**PROBLEM TO SOLVE:**
Please copy the data below exactly; none of the pictures in it belong in the copy.

**Collection entries:**

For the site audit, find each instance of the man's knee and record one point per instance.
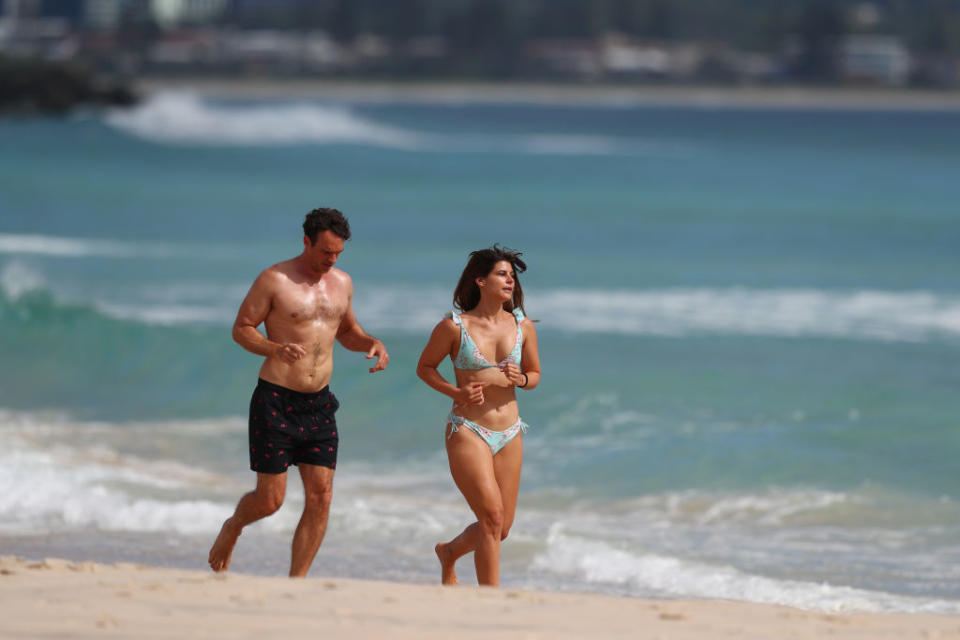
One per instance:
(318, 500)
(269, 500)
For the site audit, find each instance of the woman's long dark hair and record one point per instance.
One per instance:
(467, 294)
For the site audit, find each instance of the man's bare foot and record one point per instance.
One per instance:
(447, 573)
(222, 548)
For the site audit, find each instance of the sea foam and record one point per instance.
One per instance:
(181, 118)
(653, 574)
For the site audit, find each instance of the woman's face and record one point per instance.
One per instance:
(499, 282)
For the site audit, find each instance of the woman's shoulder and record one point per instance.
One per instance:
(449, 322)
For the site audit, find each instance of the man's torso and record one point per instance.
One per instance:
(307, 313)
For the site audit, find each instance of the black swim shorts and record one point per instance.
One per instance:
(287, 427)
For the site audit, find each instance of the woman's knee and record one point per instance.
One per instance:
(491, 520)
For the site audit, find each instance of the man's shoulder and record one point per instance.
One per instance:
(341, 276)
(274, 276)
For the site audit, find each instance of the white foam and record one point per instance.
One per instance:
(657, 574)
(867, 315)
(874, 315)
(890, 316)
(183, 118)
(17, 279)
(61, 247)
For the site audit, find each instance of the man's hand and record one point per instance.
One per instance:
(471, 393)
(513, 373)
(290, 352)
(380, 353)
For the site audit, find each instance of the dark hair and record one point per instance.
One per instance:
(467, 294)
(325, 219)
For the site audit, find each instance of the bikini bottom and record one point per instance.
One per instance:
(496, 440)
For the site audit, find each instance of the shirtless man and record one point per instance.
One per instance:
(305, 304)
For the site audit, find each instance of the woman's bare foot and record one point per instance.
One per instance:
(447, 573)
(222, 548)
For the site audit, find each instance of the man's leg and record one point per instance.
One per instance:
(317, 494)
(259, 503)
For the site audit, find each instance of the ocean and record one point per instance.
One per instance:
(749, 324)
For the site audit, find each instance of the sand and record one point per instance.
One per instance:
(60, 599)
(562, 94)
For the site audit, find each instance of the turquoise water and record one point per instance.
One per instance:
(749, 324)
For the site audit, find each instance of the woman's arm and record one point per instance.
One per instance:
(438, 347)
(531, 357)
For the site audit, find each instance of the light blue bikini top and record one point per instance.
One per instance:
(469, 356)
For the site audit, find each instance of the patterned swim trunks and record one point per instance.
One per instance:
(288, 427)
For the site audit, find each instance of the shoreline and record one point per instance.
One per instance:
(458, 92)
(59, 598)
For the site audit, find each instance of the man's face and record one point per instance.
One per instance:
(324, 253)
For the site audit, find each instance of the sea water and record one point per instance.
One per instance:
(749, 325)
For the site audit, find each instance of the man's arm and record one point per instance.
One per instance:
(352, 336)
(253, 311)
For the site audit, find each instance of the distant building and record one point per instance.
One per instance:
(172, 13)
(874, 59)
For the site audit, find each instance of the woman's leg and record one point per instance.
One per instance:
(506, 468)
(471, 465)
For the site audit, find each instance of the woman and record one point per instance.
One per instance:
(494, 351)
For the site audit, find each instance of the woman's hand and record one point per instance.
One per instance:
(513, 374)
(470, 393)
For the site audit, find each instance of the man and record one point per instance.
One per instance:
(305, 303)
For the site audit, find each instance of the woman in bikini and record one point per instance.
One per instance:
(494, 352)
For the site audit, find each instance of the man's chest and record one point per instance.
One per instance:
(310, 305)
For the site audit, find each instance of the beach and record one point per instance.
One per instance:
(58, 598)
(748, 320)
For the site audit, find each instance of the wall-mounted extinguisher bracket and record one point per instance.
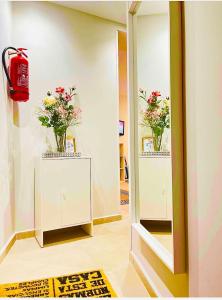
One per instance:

**ANSWER BELOW:**
For the site audit, find each instance of the man's knee and record one point per instance.
One per instance:
(318, 500)
(269, 500)
For the site audit, find each instance of the woman's long dark hair and record one point per instance.
One per instance:
(467, 294)
For the site audit, find each instance of the man's bare foot and record one point per instance.
One per instance:
(447, 573)
(222, 548)
For the site audit, find each instance of the sea foam and record one point per instance.
One per instance:
(181, 118)
(653, 574)
For the site audit, find each instance of the woman's face and record one point per instance.
One per instance:
(499, 282)
For the site audit, find each instance of the woman's shoulder and record one point per instance.
One per instance:
(449, 322)
For the site audit, find each instance of the man's torso and record one point per instance.
One per instance:
(307, 313)
For the site audit, find each instance of the black swim shorts and record one point per instance.
One per instance:
(287, 427)
For the site audit, find each instance of the woman's knee and record one point per instance.
One per instance:
(491, 520)
For the site audit, find each instance of the man's shoulder and record one point per instance.
One per instance:
(341, 276)
(274, 276)
For the site audit, find each instance of the white foam and record one point per instance.
One per instance:
(657, 574)
(867, 315)
(874, 315)
(890, 316)
(183, 118)
(17, 279)
(61, 247)
For the site audit, find each instance of the man's hand and record one point per instance.
One per instance:
(471, 393)
(513, 373)
(290, 352)
(380, 353)
For the site audit, find each instance of the dark hair and record one point per instance.
One per instance:
(467, 294)
(325, 219)
For the site audit, find each instance of the bikini bottom and record one point per instance.
One per instance:
(496, 440)
For the site audit, find each instance of the shirtless man and record one point per instance.
One per instance:
(305, 304)
For the site audit, find each instance of the woman's bare foot and record one point per instance.
One per instance:
(447, 573)
(222, 548)
For the site audit, find each instance of the man's leg and record one point per instance.
One per instance:
(317, 494)
(259, 503)
For the site audit, find each instance of the ocean and record one point per instance.
One per instance:
(749, 324)
For the site audit, find each instance of the sand and record one point per instance.
One per instance:
(60, 599)
(562, 94)
For the site audit, find each instance of the turquoise water and record one point per instance.
One per instance:
(749, 324)
For the site audit, find each instance of the woman's arm and record one point per instance.
One per instance:
(438, 347)
(531, 357)
For the site audit, find each instance of the light blue bikini top and record one point per instance.
One per instance:
(469, 356)
For the site audit, find each instance of the patterned swim trunks and record one point per instance.
One per instance:
(288, 427)
For the site audit, find each instance of the shoreline and record one point per instance.
One per instance:
(458, 92)
(59, 598)
For the site audit, find each instance of the man's face and record one point per instance.
One per instance:
(324, 253)
For the site audit, find each instance of the sea water and record one point per instance.
One per instance:
(749, 325)
For the site audit, find each instance of the man's arm and record one point per instance.
One per instance:
(352, 336)
(253, 311)
For the site audit, find each instance of the distant building and record one point per instance.
One per instance:
(172, 13)
(874, 59)
For the site audit, find each instance of the woman's leg and record one point per instance.
One per instance:
(506, 468)
(471, 465)
For the site audit, find each instance of the woman and record one point per instance.
One per instance:
(494, 351)
For the site audit, find each instance of the woman's hand and record one point per instance.
One per instance:
(513, 374)
(470, 393)
For the site audit, find each instance of the man and record one point per instance.
One per instance:
(305, 303)
For the site audit, find each instance of the woman in bikini and record one point per instance.
One per instance:
(494, 352)
For the site audit, find each instance of the man's chest and record one point per instance.
One per instance:
(310, 305)
For the site audit, find each instance of the beach and record one point per instance.
One per instance:
(58, 598)
(748, 320)
For the site audit, find each instance of the wall-mounted extinguisher bracket and record one point per instance.
One per instance:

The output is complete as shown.